═══ DATA ═══

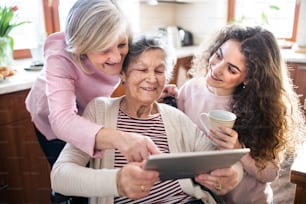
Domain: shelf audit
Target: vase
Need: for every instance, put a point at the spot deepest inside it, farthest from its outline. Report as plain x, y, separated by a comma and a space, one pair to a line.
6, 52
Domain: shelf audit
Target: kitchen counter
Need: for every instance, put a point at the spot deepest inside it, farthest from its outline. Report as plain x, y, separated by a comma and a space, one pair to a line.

═══
═══ DATA ═══

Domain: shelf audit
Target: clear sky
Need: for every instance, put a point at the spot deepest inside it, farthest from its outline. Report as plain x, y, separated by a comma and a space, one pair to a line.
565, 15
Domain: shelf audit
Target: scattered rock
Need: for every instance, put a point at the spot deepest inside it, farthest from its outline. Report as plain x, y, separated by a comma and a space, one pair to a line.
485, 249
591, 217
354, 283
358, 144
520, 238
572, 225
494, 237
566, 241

═══

TASK GOAL: Please pick out every line of the data above that contains the string "Target", and treat uppercase and lowercase as different.

ANSWER BELOW:
Target: vase
Target: kitchen counter
Target: clear sky
Target: scattered rock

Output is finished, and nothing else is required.